Eduardo de Souza Gomes 7 de janeiro de 2019

Pebolim, Totó, Fla-Flu ou Pacau? As variações culturais existentes em cada região deixam dúvidas acerca do nome correto a ser utilizado quando nos referimos ao “Table Soccer” em terras brasileiras, modalidade de futebol de mesa muito difundida por todo o mundo desde o século XX (não confundir com o futebol de botão, outra modalidade esportiva que também é conhecida no Brasil como futebol de mesa).

Oficialmente, o nome utilizado no Brasil para designar esse esporte é o “pebolim”[1], o que não impede que em determinadas localidades seus praticantes, profissionais ou não, o chamem de “Totó” (no Rio de Janeiro e parte do Nordeste), Fla-Flu (no Rio Grande do Sul) ou até mesmo Pacau (em Santa Catarina). Além disso, em diferentes países, a nomenclatura também se modifica: Matraquilhos em Portugal; Futbolín na Espanha; Metegol na Argentina; Foosball nos EUA; Baby-foot na França e Tischfussball na Alemanha.

Como forma de facilitar o entendimento, e sem desconsiderar as variações regionais existentes, utilizarei o nome “pebolim” na sequência do texto, por entender ser essa a nomenclatura oficial utilizada pela federação que gere o esporte no país. Entretanto, vale a pena pensarmos: quando e onde essa prática, tão popular em bares, clubes e escolas de todo o mundo, surgiu e se difundiu?

As origens do pebolim são confusas e indefinidas. Ainda carecendo de maiores pesquisas sérias, muitas são as versões apontadas como referências acerca dos “primórdios do pebolim no mundo”. As versões mais “badaladas” sobre o início da modalidade, são as que apontam a Espanha como palco inicial. Todavia, os alemães também reivindicam o pioneirismo no desenvolvimento desse esporte.

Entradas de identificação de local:
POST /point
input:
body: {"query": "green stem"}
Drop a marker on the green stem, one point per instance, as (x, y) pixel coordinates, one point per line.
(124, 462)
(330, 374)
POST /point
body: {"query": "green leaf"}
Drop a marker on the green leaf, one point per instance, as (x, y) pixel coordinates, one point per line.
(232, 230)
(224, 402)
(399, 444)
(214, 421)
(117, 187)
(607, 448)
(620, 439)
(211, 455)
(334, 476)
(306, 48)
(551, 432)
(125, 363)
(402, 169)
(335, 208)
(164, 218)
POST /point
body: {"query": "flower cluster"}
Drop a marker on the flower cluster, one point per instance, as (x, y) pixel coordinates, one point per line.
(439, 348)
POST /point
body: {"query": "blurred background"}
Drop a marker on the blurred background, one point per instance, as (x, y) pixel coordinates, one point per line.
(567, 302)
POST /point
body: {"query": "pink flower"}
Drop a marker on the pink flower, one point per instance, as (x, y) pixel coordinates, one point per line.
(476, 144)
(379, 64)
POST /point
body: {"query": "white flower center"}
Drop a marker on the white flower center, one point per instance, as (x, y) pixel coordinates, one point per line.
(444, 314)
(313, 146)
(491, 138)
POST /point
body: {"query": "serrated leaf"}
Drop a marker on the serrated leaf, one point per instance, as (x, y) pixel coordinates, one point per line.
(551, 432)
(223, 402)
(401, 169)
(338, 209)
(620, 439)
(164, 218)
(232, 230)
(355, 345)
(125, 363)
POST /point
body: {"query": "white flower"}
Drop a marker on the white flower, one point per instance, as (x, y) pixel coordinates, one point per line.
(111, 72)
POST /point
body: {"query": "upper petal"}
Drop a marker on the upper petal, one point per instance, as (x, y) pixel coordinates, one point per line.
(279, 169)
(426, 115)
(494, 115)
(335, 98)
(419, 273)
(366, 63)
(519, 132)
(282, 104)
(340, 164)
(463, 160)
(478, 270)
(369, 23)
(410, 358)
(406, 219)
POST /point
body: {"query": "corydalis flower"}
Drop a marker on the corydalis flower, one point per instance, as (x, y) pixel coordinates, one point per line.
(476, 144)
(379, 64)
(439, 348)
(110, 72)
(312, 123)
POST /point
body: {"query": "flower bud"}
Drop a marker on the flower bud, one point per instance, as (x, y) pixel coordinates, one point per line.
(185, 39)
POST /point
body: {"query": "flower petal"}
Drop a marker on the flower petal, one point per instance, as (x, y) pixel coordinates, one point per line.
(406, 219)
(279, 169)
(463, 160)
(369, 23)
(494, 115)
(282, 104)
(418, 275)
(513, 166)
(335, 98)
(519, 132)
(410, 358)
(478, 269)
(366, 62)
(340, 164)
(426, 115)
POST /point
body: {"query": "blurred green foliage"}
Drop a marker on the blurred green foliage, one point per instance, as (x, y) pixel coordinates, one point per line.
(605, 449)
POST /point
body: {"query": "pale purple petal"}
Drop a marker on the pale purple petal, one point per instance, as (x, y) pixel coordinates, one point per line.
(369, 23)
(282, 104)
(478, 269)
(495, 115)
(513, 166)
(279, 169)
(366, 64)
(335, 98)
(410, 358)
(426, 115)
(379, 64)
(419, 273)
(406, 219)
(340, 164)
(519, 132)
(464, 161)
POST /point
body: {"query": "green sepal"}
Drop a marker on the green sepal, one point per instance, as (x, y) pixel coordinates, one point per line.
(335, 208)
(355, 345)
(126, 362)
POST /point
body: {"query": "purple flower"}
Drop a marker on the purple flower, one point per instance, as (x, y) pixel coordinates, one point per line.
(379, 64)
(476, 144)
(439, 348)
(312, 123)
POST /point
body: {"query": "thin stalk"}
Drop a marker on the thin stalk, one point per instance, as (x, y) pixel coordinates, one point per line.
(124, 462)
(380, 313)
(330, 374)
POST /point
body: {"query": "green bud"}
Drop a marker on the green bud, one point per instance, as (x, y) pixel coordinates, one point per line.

**Objetivo A:** Traduza para o inglês esta frase do texto sobre o pebolim: "As origens do pebolim são confusas e indefinidas."
**Objetivo B:** Prossiga com o texto sobre o pebolim a partir da última frase apresentada.

**Resposta A:** The origins of foosball are unclear and undefined.

**Resposta B:**
Os espanhóis defendem, segundo André Martins Gonçalves (2017), a hipótese de que o pebolim teria sido inventado no calor do momento da Guerra Civil Espanhola, quando

Alexandre de Fisterra, o responsável, teria criado o jogo para que crianças feridas, impossibilitadas de jogar futebol assim como ele, pudessem praticar uma variação do esporte. Segundo essa versão, o galego teria patenteado a invenção em 1937, mas perdeu os papéis da patente (GONÇALVES, 2017).

Na Alemanha, a hipótese defendida é a de que, já em 1930, o esporte era praticado no país. Divergências de versões a parte, o que se sabe concretamente é que apenas em 2002 foi criada uma federação internacional para gerir a modalidade: a International Table Soccer Federation (ITSF). Desde então, é essa a entidade representativa do pebolim em todo o mundo, sendo a organizadora das Copas do Mundo e demais campeonatos mundiais.

No Brasil, a modalidade chegou nos anos 1950, período marcado pelo nacional-desenvolvimentismo e pelo aumento das trocas culturais no país, notadamente no que se diz respeito à consolidação de um mercado. A chegada de distintas manifestações fez com que esse esporte se popularizasse em bares, clubes e escolas, porém ainda com base nas mesas não profissionais. Mas qual a diferença entre as mesas profissionais e as não profissionais?

As mesas profissionais se diferenciam pelo material do boneco, pela precisão na realização de chutes e passes, tal como na formação dos “jogadores”. Enquanto nas mesas não profissionais, popularmente chamadas no Brasil de “mesas canoas”, a formação dos bonecos de linha é, normalmente, a 3-4-3, na mesa profissional se utiliza a formação 2-5-3, valorizando assim o número de bonecos no meio de campo do jogo. Vários são também os modelos de mesas profissionais, sendo a americana “Tornado” e a alemã “Leonhart” dois dentre os mais conhecidos.

Pebolim
Mesa profissional Tornado x Mesa não profissional “canoa”: diferenças e semelhanças. Foto: Reprodução.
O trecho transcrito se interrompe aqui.